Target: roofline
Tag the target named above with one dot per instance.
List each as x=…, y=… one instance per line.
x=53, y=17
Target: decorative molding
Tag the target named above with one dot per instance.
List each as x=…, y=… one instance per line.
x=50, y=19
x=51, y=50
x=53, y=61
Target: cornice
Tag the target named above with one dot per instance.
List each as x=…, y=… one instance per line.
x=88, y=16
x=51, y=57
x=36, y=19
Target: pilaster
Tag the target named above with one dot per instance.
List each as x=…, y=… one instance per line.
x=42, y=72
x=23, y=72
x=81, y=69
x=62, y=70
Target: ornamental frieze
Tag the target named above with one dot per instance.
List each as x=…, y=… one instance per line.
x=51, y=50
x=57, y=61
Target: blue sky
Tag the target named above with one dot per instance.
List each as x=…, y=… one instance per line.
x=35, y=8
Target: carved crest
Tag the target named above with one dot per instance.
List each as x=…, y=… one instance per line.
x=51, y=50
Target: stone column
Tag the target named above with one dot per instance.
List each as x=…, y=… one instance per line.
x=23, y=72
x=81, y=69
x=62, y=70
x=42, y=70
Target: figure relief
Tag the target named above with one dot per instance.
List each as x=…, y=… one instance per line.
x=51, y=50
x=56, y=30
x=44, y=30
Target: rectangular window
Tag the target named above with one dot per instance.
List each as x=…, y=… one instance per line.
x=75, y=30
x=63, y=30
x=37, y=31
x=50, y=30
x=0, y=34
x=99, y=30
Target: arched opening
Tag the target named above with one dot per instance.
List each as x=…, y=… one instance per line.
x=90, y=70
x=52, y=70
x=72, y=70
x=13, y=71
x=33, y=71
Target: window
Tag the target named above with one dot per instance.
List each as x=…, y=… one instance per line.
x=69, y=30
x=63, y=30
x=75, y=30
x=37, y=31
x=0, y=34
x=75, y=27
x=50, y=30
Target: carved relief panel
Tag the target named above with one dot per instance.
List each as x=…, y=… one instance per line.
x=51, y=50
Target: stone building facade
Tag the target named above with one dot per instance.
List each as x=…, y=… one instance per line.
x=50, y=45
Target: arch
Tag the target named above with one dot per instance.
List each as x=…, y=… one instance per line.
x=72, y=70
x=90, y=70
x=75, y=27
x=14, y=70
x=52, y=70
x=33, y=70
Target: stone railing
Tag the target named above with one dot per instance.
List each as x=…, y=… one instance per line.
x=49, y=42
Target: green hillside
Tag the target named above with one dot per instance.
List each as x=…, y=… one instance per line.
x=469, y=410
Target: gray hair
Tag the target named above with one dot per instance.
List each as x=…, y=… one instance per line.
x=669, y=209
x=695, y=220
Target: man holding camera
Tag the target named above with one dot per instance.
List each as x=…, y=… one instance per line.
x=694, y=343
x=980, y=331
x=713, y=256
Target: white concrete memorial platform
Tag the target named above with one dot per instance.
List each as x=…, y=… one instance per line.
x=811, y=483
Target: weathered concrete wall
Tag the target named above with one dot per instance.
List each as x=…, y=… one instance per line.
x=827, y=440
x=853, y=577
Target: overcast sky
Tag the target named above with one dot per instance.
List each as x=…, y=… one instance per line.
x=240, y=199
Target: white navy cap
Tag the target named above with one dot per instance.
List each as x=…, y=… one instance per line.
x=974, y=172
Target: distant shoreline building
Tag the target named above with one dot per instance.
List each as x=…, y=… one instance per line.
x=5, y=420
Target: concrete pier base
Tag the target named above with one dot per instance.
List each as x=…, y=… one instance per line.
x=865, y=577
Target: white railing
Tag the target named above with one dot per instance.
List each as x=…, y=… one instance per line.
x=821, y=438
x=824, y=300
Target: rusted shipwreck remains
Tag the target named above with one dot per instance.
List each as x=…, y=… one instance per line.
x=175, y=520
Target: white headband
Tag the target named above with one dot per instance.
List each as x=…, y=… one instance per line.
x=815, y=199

----

Required work:
Copy this listing line for line without changing anything.

Solution to this task:
Target: roofline
Tag the target named above with one dot per instance.
List each as x=…, y=… one instance per line.
x=53, y=17
Target: decorative molding
Tag the target named above with one dot per instance.
List each as x=…, y=… one instance per line.
x=50, y=19
x=51, y=50
x=53, y=61
Target: cornice
Tag the target named above with one dot per instance.
List each as x=…, y=… one instance per line.
x=88, y=16
x=51, y=57
x=36, y=19
Target: pilaster
Tag the target named above with one dot per instance.
List each as x=…, y=… one instance per line.
x=42, y=72
x=23, y=72
x=81, y=69
x=62, y=70
Target: ornamental frieze
Tag the target named above with one dot per instance.
List each as x=…, y=… one instance per line.
x=51, y=50
x=57, y=61
Target: blue sky
Tag the target named above with one dot per instance.
List each as x=…, y=… one instance per line.
x=35, y=8
Target: carved crest
Tag the target named above with one dot per instance.
List each as x=…, y=… one instance per line.
x=51, y=50
Target: stone column
Tag the target named above with one dot per instance.
List each as x=…, y=… one instance per line.
x=23, y=72
x=81, y=69
x=62, y=70
x=42, y=70
Target: figure relief
Tag the target named above with one dot per instance.
List each as x=…, y=… one instance per line.
x=51, y=50
x=56, y=30
x=44, y=30
Target: rectangular window
Tag the target named above with one dot per instance.
List each as x=…, y=… one instance per line.
x=75, y=30
x=63, y=30
x=37, y=31
x=50, y=30
x=0, y=34
x=99, y=30
Target: arched opening
Tag the target named above with one dot per instance.
List each as x=…, y=… one instance per line.
x=90, y=70
x=52, y=70
x=72, y=70
x=13, y=71
x=33, y=71
Target: window
Tag the target named above with one dot per instance.
List each as x=…, y=… one instance per line.
x=69, y=30
x=63, y=30
x=75, y=30
x=37, y=31
x=0, y=34
x=75, y=27
x=50, y=30
Target: carved relief panel
Tag the target named above with one dot per instance.
List each as x=…, y=… one instance per line.
x=51, y=50
Target: stone building facade
Tag the target named above with one dot per instance.
List each as x=…, y=… one instance per line.
x=50, y=45
Target: arch
Tag the target named above with one dot per instance.
List each as x=…, y=… one instance per line.
x=72, y=70
x=90, y=70
x=75, y=27
x=14, y=70
x=52, y=70
x=33, y=70
Target: stone railing
Tag the target named above with one dot per instance.
List each as x=…, y=… one instance per line.
x=49, y=42
Target: green hillside
Tag the target named above with one dot per instance.
List each as x=…, y=… one instance per line.
x=469, y=410
Target: gray hair
Tag the target named above with one dot per instance.
List each as x=…, y=… one instance per line.
x=669, y=209
x=695, y=220
Target: man holding camera
Tag the target named above with one dot per instance.
List each as x=…, y=… one instance per line.
x=694, y=343
x=980, y=331
x=713, y=256
Target: white concrete memorial platform
Tag the target named above with one dot per instance.
List each as x=…, y=… one instance per line.
x=811, y=483
Target: weathered concrete wall
Tag the target named above with one dot per instance.
List each as x=…, y=… one instance per line.
x=827, y=440
x=853, y=577
Target: overcast sky
Tag the target named above with one dot per instance.
List each as x=…, y=… one instance per line.
x=240, y=199
Target: white navy cap
Tag the target named above with one dot per instance.
List each as x=…, y=… one instance per line.
x=974, y=172
Target: distant shoreline building
Tag the target named above with one dot per instance.
List each as x=…, y=… one instance per line.
x=5, y=420
Target: concrete pier base
Tag the target named above with one dot per instance.
List each as x=…, y=… one instance per line.
x=865, y=577
Target: white railing
Tag the target named above with one dot per instance.
List each as x=…, y=… one instance per line.
x=821, y=438
x=824, y=300
Target: rusted shipwreck remains
Tag the target named above with one dot per instance.
List each as x=…, y=… one instance per line.
x=175, y=520
Target: white headband
Tag the target named above with one dot per instance.
List each as x=…, y=… one instance per line.
x=815, y=199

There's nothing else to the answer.